#### Data for this task
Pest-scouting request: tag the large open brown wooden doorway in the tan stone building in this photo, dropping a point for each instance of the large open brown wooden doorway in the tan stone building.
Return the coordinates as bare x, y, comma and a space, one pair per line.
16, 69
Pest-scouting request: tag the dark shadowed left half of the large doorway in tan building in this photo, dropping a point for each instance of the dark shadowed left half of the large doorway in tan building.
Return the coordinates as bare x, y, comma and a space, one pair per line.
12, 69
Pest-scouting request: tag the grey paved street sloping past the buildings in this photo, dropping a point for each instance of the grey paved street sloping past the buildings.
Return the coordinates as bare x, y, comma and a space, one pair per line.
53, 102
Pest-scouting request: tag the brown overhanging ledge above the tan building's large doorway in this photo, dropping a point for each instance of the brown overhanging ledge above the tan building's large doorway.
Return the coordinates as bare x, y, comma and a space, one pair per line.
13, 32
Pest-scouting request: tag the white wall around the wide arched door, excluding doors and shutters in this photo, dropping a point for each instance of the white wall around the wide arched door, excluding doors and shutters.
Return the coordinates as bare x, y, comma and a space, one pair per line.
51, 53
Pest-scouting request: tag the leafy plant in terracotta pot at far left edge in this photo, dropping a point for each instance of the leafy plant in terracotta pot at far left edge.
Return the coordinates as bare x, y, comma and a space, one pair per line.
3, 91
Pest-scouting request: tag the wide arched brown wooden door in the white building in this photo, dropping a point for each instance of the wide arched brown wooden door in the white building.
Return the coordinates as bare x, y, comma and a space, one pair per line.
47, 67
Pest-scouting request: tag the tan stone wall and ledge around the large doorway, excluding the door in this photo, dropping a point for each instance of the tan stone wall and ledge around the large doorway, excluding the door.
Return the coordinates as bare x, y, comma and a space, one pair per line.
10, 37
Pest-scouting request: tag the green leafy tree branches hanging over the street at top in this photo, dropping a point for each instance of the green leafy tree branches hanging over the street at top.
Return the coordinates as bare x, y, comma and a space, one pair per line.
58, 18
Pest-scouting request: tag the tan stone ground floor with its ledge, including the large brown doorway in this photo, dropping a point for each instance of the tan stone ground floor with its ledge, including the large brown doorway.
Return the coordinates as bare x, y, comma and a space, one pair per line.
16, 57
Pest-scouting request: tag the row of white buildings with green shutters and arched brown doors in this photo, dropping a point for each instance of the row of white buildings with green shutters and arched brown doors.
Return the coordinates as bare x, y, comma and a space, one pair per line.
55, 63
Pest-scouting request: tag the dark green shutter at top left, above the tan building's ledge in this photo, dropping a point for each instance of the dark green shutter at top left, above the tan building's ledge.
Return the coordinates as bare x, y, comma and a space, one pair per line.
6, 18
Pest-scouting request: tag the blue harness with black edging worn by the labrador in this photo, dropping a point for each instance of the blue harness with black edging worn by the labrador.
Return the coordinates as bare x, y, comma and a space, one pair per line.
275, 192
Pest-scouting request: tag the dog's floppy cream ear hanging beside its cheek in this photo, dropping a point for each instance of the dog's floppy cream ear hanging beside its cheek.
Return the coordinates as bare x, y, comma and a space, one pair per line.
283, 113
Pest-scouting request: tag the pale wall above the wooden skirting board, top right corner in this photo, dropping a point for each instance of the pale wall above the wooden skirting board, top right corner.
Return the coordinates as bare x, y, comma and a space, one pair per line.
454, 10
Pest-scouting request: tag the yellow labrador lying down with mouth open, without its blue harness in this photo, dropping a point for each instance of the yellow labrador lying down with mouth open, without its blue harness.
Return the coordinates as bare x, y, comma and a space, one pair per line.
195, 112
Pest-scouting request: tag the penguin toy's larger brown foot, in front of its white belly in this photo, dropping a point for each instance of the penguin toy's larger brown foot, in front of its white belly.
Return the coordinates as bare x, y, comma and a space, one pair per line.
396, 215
########
## Exercise description
Reproduce only those lines of the entries above that run from the line with "Pest-scouting request: tag the dog's" to the final line.

## Solution for this exercise
Pest-scouting request: tag the dog's floppy cream ear hanging beside its cheek in this photo, dropping a point for each instance of the dog's floppy cream ear hanging beside its cheek.
Return the coordinates as bare x, y, comma and a space, one pair per line.
283, 113
Pest-scouting request: tag the pale wall above the wooden skirting board, top right corner in this photo, dropping a point for each instance of the pale wall above the wooden skirting board, top right corner.
Return the coordinates as bare x, y, comma and a space, one pair per line.
454, 10
Pest-scouting request: tag the yellow labrador lying down with mouth open, without its blue harness in this photo, dropping a point for each instance of the yellow labrador lying down with mouth open, without its blue harness.
Return the coordinates as bare x, y, comma and a space, one pair per line.
195, 112
Pest-scouting request: tag the penguin toy's larger brown foot, in front of its white belly in this photo, dropping a point for each instance of the penguin toy's larger brown foot, in front of its white belly.
Return the coordinates as bare x, y, comma and a space, one pair per line.
396, 215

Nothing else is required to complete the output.